Reproduce the entries shown below only from the line with "Mark one point on each instance of the curtain" down to the line with "Mark one point on each instance of the ceiling fan and", keeping both end lines and copying each one exactly.

════════

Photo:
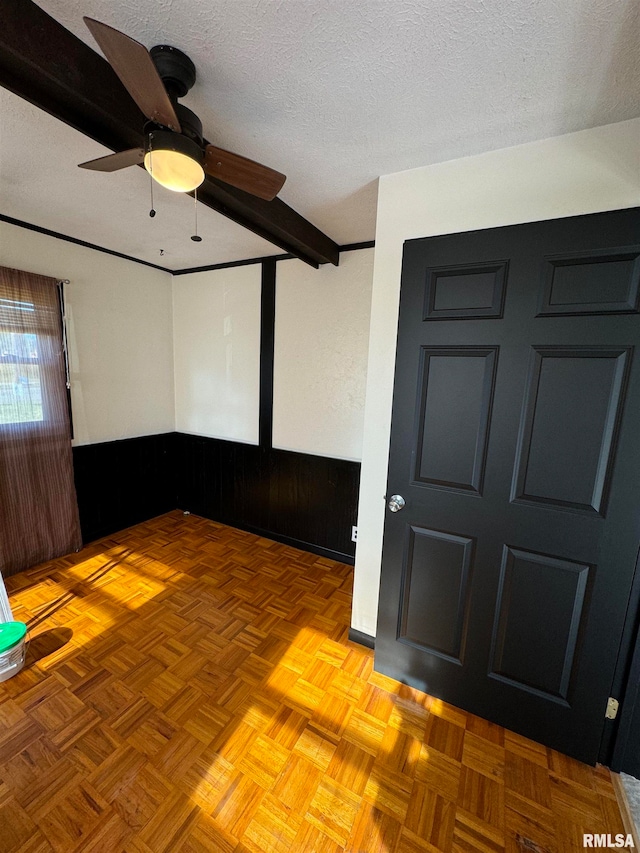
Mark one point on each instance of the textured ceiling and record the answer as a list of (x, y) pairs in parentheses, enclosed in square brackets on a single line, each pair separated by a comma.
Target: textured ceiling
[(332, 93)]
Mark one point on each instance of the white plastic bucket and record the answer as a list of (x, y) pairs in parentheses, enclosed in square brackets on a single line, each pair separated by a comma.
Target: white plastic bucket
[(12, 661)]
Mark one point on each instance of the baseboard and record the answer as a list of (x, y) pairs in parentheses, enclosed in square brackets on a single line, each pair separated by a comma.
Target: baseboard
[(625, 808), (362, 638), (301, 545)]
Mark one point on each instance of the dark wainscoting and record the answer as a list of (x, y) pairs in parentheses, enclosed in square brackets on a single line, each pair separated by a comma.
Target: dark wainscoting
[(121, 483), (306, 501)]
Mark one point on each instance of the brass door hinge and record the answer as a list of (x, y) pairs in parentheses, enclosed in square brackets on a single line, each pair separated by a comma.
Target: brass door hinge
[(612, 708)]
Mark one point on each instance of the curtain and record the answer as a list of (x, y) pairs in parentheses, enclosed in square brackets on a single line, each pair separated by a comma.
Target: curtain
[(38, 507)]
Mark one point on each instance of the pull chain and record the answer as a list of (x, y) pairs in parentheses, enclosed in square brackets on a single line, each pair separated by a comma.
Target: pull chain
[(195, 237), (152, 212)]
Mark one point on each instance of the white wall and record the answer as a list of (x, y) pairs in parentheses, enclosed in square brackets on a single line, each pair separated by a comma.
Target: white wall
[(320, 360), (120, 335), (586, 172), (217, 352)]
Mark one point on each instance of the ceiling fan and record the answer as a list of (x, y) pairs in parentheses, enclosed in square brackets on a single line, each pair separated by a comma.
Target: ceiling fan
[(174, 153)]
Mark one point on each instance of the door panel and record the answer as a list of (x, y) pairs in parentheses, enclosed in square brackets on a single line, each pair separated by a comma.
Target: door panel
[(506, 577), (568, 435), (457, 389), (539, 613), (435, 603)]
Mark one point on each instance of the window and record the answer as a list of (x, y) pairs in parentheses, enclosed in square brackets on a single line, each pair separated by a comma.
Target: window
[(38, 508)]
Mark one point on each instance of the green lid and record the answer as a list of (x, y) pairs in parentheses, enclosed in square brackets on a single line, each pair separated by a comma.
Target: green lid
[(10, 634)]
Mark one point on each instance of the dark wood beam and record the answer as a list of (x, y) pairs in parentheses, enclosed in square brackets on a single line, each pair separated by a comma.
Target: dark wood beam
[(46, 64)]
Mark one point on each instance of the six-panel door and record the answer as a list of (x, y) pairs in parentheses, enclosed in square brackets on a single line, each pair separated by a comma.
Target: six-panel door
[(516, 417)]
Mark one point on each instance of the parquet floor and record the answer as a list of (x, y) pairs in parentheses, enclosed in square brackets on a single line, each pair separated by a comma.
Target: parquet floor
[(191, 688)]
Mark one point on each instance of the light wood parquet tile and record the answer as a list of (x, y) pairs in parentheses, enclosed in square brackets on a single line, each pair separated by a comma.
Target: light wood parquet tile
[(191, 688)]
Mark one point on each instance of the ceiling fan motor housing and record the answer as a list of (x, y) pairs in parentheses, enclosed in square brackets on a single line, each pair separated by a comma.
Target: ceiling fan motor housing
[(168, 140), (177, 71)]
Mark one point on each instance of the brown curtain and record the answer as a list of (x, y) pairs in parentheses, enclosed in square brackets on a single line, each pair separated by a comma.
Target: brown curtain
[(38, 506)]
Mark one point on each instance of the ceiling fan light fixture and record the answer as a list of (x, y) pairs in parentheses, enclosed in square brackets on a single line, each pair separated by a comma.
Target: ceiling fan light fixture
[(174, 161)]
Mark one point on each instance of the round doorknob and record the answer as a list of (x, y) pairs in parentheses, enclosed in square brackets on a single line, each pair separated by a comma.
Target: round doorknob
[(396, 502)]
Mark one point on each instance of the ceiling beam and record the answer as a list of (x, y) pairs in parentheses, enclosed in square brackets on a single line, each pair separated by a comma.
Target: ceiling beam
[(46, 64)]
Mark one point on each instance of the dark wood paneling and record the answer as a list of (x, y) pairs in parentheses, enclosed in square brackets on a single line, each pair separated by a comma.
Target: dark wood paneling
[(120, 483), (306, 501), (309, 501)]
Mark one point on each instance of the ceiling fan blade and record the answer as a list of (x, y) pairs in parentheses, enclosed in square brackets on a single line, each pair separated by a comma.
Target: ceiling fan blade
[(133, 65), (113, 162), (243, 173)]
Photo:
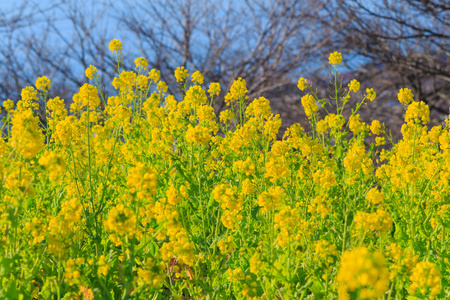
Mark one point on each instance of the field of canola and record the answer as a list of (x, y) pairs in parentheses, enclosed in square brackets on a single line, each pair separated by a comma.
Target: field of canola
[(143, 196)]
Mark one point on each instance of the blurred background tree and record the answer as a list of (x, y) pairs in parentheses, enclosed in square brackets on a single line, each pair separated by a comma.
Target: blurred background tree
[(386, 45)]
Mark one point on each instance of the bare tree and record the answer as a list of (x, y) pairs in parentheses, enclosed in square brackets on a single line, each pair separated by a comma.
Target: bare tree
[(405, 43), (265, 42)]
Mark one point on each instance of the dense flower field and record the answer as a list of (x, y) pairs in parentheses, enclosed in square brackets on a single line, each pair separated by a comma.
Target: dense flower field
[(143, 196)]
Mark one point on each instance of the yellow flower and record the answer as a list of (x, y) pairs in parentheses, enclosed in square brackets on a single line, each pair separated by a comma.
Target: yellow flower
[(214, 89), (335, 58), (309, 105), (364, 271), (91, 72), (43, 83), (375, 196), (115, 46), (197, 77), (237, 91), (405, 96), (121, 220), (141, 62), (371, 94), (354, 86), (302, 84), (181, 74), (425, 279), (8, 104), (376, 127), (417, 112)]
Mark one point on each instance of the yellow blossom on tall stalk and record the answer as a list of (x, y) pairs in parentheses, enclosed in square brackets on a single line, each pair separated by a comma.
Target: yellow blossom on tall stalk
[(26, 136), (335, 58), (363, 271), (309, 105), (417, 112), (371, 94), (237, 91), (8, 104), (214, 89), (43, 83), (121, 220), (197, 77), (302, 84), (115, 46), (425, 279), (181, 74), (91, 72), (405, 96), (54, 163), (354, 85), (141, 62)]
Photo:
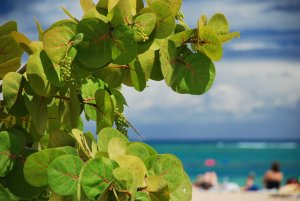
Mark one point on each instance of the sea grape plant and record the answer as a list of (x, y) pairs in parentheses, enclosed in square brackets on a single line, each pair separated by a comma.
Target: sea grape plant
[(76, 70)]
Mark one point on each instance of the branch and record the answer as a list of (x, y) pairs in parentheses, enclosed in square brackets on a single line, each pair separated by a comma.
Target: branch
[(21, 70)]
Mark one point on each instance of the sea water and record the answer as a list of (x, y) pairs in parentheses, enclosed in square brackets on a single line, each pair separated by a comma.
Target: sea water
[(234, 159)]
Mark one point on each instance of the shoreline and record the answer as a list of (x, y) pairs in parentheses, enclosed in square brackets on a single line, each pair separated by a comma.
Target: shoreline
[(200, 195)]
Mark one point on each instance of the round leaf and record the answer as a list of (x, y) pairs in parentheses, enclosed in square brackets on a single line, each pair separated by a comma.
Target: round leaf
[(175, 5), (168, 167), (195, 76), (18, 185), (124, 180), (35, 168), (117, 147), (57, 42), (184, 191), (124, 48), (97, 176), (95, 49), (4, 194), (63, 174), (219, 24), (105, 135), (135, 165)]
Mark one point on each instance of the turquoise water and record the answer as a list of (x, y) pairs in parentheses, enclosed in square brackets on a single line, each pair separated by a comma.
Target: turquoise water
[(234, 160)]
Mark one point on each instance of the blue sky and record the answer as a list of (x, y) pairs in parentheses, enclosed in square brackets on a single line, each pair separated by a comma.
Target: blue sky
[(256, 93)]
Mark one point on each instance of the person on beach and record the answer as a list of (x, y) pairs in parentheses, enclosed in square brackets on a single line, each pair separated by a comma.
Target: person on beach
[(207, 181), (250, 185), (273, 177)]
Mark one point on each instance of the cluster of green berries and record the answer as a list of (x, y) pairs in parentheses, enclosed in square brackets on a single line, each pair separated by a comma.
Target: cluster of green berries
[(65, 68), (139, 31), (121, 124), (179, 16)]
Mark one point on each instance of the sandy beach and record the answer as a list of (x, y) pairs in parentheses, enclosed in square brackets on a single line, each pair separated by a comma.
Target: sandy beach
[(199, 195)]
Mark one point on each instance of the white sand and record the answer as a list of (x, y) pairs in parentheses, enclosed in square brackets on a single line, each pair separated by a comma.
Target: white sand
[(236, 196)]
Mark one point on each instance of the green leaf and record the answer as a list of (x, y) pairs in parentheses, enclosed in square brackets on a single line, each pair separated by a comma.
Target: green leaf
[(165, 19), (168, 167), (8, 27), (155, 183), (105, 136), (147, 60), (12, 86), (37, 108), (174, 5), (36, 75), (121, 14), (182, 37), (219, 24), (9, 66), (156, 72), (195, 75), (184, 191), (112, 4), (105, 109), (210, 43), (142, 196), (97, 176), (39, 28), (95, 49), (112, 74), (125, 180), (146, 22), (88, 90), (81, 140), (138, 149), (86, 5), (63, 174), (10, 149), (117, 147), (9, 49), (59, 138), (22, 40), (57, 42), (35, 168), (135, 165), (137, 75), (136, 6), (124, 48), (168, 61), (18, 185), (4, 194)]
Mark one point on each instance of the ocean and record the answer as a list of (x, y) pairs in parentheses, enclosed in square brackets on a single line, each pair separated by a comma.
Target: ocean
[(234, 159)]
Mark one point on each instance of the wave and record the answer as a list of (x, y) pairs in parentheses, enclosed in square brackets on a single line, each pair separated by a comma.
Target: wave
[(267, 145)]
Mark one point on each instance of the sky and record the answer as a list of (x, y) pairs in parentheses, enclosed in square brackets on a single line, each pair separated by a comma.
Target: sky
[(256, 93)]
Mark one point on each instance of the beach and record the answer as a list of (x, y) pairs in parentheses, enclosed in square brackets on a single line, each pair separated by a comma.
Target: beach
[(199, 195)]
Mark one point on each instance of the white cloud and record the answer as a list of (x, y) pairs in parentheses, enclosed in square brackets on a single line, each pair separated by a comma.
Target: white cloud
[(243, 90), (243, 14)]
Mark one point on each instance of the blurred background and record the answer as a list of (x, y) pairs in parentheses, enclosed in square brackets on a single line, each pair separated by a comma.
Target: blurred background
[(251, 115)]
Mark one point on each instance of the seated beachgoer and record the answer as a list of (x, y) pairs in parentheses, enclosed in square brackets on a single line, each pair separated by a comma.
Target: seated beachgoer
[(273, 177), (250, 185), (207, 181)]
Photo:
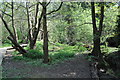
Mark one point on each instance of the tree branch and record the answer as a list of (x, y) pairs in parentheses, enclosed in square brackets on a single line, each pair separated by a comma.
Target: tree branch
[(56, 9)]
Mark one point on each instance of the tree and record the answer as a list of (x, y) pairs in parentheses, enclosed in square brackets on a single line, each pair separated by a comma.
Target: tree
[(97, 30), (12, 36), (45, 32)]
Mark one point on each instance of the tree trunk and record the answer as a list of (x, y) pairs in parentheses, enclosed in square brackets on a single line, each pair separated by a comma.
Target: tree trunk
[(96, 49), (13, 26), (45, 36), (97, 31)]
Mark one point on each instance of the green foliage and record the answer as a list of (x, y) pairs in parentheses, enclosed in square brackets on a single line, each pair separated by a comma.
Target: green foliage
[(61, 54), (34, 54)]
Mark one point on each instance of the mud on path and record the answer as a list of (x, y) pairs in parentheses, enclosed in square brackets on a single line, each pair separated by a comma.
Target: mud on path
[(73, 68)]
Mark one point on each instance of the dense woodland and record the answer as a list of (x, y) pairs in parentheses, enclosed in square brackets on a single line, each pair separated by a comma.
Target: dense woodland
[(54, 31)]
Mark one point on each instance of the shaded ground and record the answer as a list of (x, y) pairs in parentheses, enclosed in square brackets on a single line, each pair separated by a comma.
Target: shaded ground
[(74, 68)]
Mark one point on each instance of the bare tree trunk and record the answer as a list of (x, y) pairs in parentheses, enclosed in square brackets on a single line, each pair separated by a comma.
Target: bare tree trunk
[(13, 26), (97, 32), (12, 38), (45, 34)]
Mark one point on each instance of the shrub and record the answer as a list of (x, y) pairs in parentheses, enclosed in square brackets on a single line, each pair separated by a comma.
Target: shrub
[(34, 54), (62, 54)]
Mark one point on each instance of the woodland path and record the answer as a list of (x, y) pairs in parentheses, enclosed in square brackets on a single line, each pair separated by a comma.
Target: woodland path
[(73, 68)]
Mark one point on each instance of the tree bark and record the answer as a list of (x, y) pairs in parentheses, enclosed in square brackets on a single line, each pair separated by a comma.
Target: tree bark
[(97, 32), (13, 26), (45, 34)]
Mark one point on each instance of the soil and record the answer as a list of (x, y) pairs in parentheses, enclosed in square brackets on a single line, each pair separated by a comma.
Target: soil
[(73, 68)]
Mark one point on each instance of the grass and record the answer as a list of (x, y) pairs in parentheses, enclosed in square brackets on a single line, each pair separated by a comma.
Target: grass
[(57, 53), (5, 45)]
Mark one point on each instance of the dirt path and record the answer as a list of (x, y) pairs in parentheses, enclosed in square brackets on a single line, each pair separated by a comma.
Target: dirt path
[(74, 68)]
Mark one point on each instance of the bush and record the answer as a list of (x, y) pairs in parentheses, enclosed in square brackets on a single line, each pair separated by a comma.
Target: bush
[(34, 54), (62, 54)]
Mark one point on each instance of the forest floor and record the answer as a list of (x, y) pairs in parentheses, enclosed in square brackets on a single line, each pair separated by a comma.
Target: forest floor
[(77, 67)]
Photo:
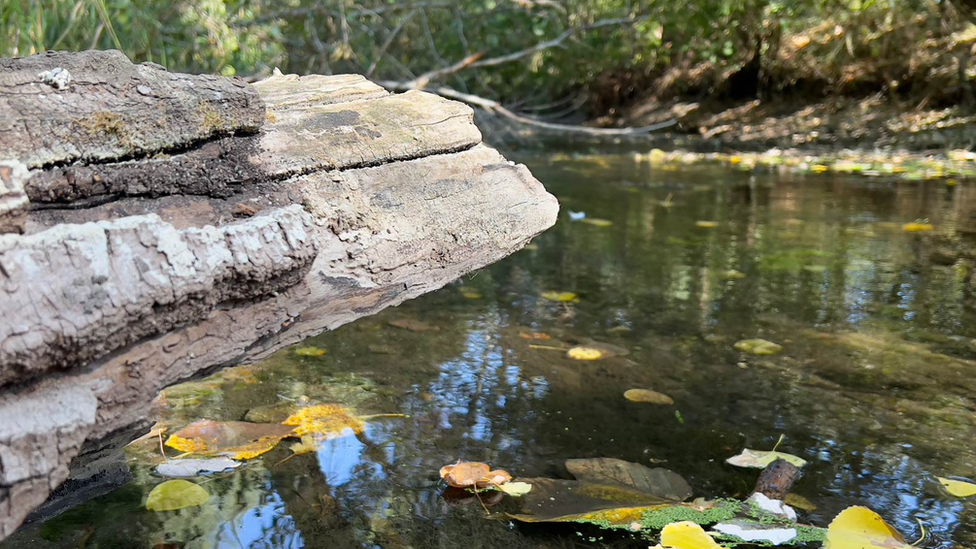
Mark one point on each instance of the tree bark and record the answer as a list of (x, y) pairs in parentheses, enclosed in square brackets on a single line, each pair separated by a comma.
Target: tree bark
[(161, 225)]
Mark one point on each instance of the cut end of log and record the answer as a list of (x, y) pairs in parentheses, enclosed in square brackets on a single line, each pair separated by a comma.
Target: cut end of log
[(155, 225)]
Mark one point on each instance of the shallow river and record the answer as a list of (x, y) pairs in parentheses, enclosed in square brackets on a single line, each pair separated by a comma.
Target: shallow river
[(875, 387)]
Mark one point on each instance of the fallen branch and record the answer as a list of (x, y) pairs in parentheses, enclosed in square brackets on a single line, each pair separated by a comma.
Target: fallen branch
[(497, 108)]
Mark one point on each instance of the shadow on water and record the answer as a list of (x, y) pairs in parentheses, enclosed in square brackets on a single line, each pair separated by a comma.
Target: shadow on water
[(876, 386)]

════════

* Task output:
Mark one point on each instance of the curtain and record the answer as a list of (x, y) pairs in parentheses, enclosed in square brackets on a single line, each pair separated by a comma.
Target: curtain
[(38, 507)]
Mark one point on each instance of the pull chain and record the answer as a list of (x, y) pairs in parentheses, enclosed in square brackets on a single line, each pair separated by a comma.
Target: pull chain
[(195, 237), (152, 212)]
Mark one point on each instance of the white wall and record the answer as a list of (x, y) pairs in parentheses, enclosed in square brackets on a single line, each pair separated by a comma.
Target: white wall
[(320, 360), (120, 335), (586, 172), (217, 352)]
Mark one point on each instance of the ceiling fan and record the answer as a list of (x, y) pairs in parentheses, enclosed in square brackets on a single line, each pair separated by a comma.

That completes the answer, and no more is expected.